● **EXERCISE 1**
Translate into Spanish this sentence from the post on studying semiotics: "I knew almost nothing about semiotics, but I thought it was worth a try."
● **EXERCISE 2**
Transcribe everything in the post on studying semiotics from "Why study Semiotics." down to "changed my life.".

● **STUDY TEXT**
*****

Monday 7 March 2016

Why study Semiotics.

I was asked to write a few lines on why I decided to study semiotics, and why this discipline is worth studying. Here a few reasons I come up with.

I personally started to study semiotics for the wrong reason. I needed 5 ects in “Philosophy” and, as I had a very bad professor of philosophy in high school, I didn't want to engage a course on the topic. Among the exams that I could choose, however, there was an exam of Semiotics of Culture by a certain Massimo Leone (a name that, at the time, didn't tell me anything). I knew almost nothing about semiotics, but I thought it was worth a try. Little I knew that that course would have changed my life.

*****

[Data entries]

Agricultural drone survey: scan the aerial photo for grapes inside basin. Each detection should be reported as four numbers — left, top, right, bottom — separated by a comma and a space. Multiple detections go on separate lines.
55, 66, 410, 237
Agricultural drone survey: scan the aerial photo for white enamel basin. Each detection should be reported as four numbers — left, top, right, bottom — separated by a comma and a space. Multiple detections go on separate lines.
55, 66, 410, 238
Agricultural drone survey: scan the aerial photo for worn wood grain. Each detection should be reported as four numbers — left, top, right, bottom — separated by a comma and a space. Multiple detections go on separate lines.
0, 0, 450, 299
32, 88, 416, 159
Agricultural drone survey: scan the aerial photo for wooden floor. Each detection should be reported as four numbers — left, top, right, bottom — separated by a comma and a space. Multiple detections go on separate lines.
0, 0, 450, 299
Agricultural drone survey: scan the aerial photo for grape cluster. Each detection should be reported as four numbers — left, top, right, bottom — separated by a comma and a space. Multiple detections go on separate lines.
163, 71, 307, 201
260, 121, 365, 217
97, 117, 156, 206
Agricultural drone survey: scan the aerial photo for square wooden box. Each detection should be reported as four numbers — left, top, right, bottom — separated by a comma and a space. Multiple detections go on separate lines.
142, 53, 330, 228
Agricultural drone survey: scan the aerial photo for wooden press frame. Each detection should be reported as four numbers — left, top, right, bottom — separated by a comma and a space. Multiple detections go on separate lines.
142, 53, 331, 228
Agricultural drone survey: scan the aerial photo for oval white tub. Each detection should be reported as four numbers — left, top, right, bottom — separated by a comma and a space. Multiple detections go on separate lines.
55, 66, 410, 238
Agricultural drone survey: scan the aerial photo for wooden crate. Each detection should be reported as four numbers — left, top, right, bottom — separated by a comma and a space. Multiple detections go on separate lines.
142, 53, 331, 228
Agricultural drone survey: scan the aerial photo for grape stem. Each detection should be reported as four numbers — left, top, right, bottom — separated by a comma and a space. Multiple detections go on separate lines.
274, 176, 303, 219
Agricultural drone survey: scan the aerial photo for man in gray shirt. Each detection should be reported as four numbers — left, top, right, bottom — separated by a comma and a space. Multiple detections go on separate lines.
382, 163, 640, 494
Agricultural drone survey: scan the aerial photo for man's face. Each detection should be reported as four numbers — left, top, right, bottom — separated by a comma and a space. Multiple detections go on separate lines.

*****

● **WORKED SOLUTION 1**
No sabía casi nada de semiótica, pero pensé que valía la pena intentarlo.

● **WORKED SOLUTION 2**
Why study Semiotics.

I was asked to write a few lines on why I decided to study semiotics, and why this discipline is worth studying. Here a few reasons I come up with.

I personally started to study semiotics for the wrong reason. I needed 5 ects in “Philosophy” and, as I had a very bad professor of philosophy in high school, I didn't want to engage a course on the topic. Among the exams that I could choose, however, there was an exam of Semiotics of Culture by a certain Massimo Leone (a name that, at the time, didn't tell me anything). I knew almost nothing about semiotics, but I thought it was worth a try. Little I knew that that course would have changed my life.